▶ [Exercise instructions]
Nothing but the line containing "If you could locate the person" and the lines after it in the entries below should appear, each repeated exactly.

▶ [Entries taken from a collection]
.....

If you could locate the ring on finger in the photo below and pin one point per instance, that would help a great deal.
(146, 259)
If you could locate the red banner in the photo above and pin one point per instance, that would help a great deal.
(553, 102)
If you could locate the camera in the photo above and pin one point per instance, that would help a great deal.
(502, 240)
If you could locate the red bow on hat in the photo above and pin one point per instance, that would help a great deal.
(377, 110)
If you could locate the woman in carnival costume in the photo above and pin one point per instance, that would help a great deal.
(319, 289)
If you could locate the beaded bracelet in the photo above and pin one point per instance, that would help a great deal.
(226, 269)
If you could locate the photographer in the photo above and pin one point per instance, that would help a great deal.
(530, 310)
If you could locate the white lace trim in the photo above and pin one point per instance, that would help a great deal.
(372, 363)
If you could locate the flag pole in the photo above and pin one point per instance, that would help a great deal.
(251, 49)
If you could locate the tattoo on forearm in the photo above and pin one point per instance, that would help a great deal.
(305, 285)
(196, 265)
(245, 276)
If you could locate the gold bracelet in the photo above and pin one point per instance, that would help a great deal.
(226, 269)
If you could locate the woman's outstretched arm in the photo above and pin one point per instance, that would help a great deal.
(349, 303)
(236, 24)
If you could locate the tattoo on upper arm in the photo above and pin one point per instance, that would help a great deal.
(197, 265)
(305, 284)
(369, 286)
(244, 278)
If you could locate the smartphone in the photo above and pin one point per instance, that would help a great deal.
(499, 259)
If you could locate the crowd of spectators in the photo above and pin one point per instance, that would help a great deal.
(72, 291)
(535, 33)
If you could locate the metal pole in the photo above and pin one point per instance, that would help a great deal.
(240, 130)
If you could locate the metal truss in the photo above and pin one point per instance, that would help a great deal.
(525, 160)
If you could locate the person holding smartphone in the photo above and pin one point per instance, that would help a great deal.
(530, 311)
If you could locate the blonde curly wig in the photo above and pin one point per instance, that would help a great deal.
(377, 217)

.....

▶ [Response area]
If you could locate the person holding smartphone in the photo above and pin one point per instance, that would help a great deal.
(530, 311)
If you could locate the blonde curly wig in the photo above and pin one point per instance, that would help a great deal.
(377, 217)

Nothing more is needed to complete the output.